DATA TO PROCESS:

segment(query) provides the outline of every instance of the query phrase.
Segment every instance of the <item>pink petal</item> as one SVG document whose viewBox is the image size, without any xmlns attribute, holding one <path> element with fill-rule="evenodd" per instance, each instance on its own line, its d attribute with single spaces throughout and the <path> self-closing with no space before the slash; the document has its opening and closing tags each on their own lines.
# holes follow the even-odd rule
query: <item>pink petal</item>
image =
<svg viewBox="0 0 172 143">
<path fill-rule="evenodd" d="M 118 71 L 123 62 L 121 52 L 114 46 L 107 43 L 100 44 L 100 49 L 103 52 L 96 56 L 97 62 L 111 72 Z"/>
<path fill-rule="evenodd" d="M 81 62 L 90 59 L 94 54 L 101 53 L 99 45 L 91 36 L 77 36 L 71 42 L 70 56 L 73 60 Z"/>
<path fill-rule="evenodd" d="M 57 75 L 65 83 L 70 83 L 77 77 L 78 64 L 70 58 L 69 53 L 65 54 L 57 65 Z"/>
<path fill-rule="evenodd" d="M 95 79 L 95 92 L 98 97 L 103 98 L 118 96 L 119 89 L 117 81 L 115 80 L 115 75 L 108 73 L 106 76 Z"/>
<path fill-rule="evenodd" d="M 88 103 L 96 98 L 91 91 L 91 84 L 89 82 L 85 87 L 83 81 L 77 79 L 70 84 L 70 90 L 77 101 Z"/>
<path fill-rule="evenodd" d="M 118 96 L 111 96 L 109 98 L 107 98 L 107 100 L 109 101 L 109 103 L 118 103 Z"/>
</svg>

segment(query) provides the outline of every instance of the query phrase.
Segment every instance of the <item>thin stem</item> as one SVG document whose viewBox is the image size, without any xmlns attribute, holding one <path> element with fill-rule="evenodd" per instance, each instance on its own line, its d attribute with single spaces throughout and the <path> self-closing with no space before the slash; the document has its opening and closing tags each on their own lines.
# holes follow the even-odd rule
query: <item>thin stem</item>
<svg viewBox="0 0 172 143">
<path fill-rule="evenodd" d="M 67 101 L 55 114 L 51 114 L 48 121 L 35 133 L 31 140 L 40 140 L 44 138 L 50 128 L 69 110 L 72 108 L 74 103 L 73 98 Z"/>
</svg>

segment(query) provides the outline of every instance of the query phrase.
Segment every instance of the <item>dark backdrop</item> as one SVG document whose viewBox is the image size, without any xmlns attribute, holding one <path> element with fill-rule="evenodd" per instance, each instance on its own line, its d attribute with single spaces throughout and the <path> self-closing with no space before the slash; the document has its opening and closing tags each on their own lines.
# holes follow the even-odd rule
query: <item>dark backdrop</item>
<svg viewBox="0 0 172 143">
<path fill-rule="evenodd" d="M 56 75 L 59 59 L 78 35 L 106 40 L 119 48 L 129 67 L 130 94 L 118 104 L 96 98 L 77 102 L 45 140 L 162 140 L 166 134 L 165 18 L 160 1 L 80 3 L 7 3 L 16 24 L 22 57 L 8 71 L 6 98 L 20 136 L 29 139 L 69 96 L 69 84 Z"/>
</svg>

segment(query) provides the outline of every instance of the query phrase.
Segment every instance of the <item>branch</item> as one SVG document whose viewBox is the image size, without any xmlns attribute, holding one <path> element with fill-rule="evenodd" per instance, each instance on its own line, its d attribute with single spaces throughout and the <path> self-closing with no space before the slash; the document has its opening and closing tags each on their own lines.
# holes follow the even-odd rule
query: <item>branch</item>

AIM OF THE TASK:
Copy out every line of the data above, exactly as given.

TASK RESPONSE:
segment(query) provides the outline of every instance of the query phrase.
Segment every instance of the <item>pink petal</item> as one SVG document whose viewBox is the image size, without any xmlns attribute, holding one <path> element with fill-rule="evenodd" per instance, each instance on its own line, its d attribute with single spaces throughout and the <path> self-closing with no space before the slash; the document has its opening and closing tags each on their own lines.
# holes follow the even-odd rule
query: <item>pink petal</item>
image =
<svg viewBox="0 0 172 143">
<path fill-rule="evenodd" d="M 118 71 L 123 62 L 121 52 L 114 46 L 107 43 L 100 44 L 100 49 L 103 52 L 96 56 L 97 62 L 111 72 Z"/>
<path fill-rule="evenodd" d="M 81 62 L 90 59 L 94 54 L 101 53 L 99 45 L 91 36 L 77 36 L 71 42 L 70 56 L 73 60 Z"/>
<path fill-rule="evenodd" d="M 57 75 L 65 83 L 70 83 L 77 77 L 78 64 L 70 58 L 69 53 L 65 54 L 57 65 Z"/>
<path fill-rule="evenodd" d="M 95 79 L 95 92 L 98 97 L 103 98 L 118 96 L 119 89 L 117 81 L 115 80 L 115 75 L 108 73 L 106 76 Z"/>
<path fill-rule="evenodd" d="M 88 103 L 96 98 L 91 91 L 91 84 L 89 82 L 85 87 L 83 81 L 77 79 L 70 84 L 70 90 L 77 101 Z"/>
<path fill-rule="evenodd" d="M 118 96 L 111 96 L 109 98 L 107 98 L 107 100 L 109 101 L 109 103 L 118 103 Z"/>
</svg>

segment(query) provides the outline of every instance of the query phrase.
Segment every instance of the <item>thin stem</item> as one SVG document whose viewBox is the image size, without any xmlns attribute, holding one <path> element with fill-rule="evenodd" per instance, each instance on its own line, its d attribute with single spaces throughout and the <path> self-closing with no space before the slash; the document has its opening and closing tags each on their own lines.
# holes follow the even-odd rule
query: <item>thin stem</item>
<svg viewBox="0 0 172 143">
<path fill-rule="evenodd" d="M 67 101 L 55 114 L 51 114 L 48 121 L 35 133 L 31 140 L 40 140 L 44 138 L 50 128 L 69 110 L 72 108 L 74 103 L 73 98 Z"/>
</svg>

segment(query) provides the outline of every instance of the query phrase.
Segment every instance of the <item>dark backdrop</item> as one SVG document whose viewBox is the image size, without any xmlns attribute, holding one <path> element with fill-rule="evenodd" per instance, each instance on its own line, its d attribute with single spaces throughout and the <path> self-closing with no space before the slash; the document has its opening and closing tags each on their own lines.
# holes follow the even-odd rule
query: <item>dark backdrop</item>
<svg viewBox="0 0 172 143">
<path fill-rule="evenodd" d="M 56 75 L 59 59 L 78 35 L 106 40 L 119 48 L 129 67 L 130 94 L 118 104 L 96 98 L 77 102 L 45 140 L 162 140 L 166 134 L 165 18 L 160 1 L 80 3 L 7 3 L 16 24 L 22 57 L 8 71 L 6 98 L 20 136 L 29 139 L 69 96 L 69 84 Z"/>
</svg>

segment(query) provides the outline of every instance of the query phrase.
Segment every instance of the <item>branch</item> as one SVG document whose viewBox is the image size, without any xmlns attribute, holding one <path> element with fill-rule="evenodd" per instance, each instance on its own line, its d attribute with single spaces throughout and the <path> self-closing with no space before the slash; the document has its opening and closing tags each on their own lines.
# holes follow the even-odd rule
query: <item>branch</item>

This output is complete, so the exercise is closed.